> **Exercise requirements**: Convert every line of the data below into a Markdown table with the columns "Row" and "Line". Put a row number in the first column and the line in the second, and leave out blank lines.

> **Data records**:
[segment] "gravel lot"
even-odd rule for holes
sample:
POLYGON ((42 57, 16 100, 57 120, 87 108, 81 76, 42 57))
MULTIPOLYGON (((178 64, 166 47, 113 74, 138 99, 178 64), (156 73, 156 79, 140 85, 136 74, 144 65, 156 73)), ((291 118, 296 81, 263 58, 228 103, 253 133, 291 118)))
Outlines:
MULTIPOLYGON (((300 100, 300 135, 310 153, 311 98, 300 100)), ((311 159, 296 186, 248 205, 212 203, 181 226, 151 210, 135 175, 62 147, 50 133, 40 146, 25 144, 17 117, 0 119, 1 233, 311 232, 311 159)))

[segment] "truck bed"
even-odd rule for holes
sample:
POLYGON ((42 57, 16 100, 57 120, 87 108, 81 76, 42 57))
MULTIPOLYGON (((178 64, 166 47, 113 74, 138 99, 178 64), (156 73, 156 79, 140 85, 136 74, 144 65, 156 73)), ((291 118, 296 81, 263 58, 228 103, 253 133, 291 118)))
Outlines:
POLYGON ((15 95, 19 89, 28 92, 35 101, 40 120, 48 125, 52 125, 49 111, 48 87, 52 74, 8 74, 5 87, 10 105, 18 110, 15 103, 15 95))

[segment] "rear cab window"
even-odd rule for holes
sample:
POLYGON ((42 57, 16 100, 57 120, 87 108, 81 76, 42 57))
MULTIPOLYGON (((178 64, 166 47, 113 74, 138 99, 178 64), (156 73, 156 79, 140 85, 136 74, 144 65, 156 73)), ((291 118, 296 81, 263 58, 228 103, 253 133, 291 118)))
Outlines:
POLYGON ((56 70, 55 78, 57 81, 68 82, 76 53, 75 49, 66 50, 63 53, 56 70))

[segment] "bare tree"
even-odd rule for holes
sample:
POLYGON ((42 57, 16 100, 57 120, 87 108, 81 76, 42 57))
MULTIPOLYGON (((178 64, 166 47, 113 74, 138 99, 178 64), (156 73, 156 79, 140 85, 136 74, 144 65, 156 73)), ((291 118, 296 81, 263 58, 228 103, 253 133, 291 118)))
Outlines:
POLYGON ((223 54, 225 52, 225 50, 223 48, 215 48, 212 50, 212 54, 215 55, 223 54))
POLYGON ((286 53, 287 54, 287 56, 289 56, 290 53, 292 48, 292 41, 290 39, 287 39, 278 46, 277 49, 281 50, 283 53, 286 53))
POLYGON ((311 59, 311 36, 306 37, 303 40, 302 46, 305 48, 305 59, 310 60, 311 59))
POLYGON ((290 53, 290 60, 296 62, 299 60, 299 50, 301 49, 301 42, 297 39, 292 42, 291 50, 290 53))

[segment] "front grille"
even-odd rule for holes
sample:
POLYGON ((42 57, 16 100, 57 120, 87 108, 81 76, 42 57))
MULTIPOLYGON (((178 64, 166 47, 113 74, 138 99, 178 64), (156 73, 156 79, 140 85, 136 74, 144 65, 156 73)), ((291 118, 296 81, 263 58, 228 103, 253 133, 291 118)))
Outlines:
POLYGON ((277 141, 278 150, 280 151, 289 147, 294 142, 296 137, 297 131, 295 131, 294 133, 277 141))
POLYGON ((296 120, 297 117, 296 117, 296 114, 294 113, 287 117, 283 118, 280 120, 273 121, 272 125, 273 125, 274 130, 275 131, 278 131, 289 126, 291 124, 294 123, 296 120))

> **The reply**:
| Row | Line |
|---|---|
| 1 | [segment] "gravel lot" |
| 2 | even-odd rule for holes |
| 3 | sample: |
| 4 | POLYGON ((42 57, 16 100, 57 120, 87 108, 81 76, 42 57)) |
| 5 | MULTIPOLYGON (((178 64, 166 47, 113 74, 138 99, 178 64), (156 73, 156 79, 140 85, 136 74, 144 65, 156 73)), ((291 118, 296 81, 263 58, 228 103, 253 133, 291 118))) |
| 6 | Outlines: |
| 7 | MULTIPOLYGON (((300 100, 300 135, 310 153, 311 98, 300 100)), ((311 159, 296 186, 248 205, 212 203, 181 226, 151 210, 135 175, 62 147, 50 133, 40 146, 25 144, 17 117, 0 119, 1 233, 311 232, 311 159))) |
| 8 | [segment] "truck bed" |
| 9 | even-odd rule for holes |
| 10 | sample: |
| 11 | POLYGON ((42 57, 16 100, 57 120, 87 108, 81 76, 42 57)) |
| 12 | MULTIPOLYGON (((178 64, 166 47, 113 74, 138 99, 178 64), (156 73, 156 79, 140 85, 136 74, 144 65, 156 73)), ((291 118, 296 81, 263 58, 228 103, 253 133, 291 118))) |
| 13 | Outlines: |
| 14 | POLYGON ((15 95, 19 89, 28 92, 35 101, 40 120, 48 125, 52 125, 49 111, 48 87, 52 74, 8 74, 5 87, 10 105, 18 110, 15 103, 15 95)) |
| 15 | [segment] "rear cab window" |
| 16 | even-odd rule for holes |
| 17 | sample: |
| 18 | POLYGON ((42 57, 16 100, 57 120, 87 108, 81 76, 42 57)) |
| 19 | MULTIPOLYGON (((178 64, 166 47, 113 74, 138 99, 178 64), (156 73, 156 79, 140 85, 136 74, 144 65, 156 73)), ((291 118, 296 81, 263 58, 228 103, 253 133, 291 118))) |
| 20 | Outlines: |
| 21 | POLYGON ((56 70, 55 78, 57 81, 68 82, 76 53, 75 49, 66 50, 63 53, 56 70)) |
| 22 | [segment] "bare tree" |
| 23 | even-odd rule for holes |
| 24 | sample: |
| 25 | POLYGON ((42 57, 16 100, 57 120, 87 108, 81 76, 42 57)) |
| 26 | MULTIPOLYGON (((178 64, 166 47, 113 74, 138 99, 178 64), (156 73, 156 79, 140 85, 136 74, 144 65, 156 73)), ((291 118, 296 81, 263 58, 228 103, 253 133, 291 118))) |
| 27 | Outlines: |
| 28 | POLYGON ((223 54, 225 52, 225 50, 223 48, 215 48, 212 50, 212 54, 215 55, 223 54)) |
| 29 | POLYGON ((286 53, 287 54, 287 56, 289 56, 290 53, 292 48, 292 41, 290 39, 287 39, 278 46, 277 49, 281 50, 283 53, 286 53)) |
| 30 | POLYGON ((311 59, 311 36, 306 37, 303 40, 302 46, 305 48, 305 59, 310 60, 311 59)) |
| 31 | POLYGON ((290 53, 290 60, 296 62, 299 60, 299 50, 301 49, 301 42, 297 39, 292 42, 291 50, 290 53)) |
| 32 | [segment] "front grille" |
| 33 | even-odd rule for holes |
| 34 | sample: |
| 35 | POLYGON ((42 57, 16 100, 57 120, 87 108, 81 76, 42 57)) |
| 36 | MULTIPOLYGON (((178 64, 166 47, 113 74, 138 99, 178 64), (156 73, 156 79, 140 85, 136 74, 144 65, 156 73)), ((291 118, 296 81, 263 58, 228 103, 253 133, 291 118))) |
| 37 | Outlines: |
| 38 | POLYGON ((277 141, 278 150, 280 151, 289 147, 294 142, 296 137, 297 131, 295 131, 294 133, 277 141)) |
| 39 | POLYGON ((296 120, 297 117, 296 117, 296 114, 294 113, 287 117, 283 118, 280 120, 273 121, 272 125, 273 125, 274 130, 275 131, 278 131, 289 126, 291 124, 294 123, 296 120)) |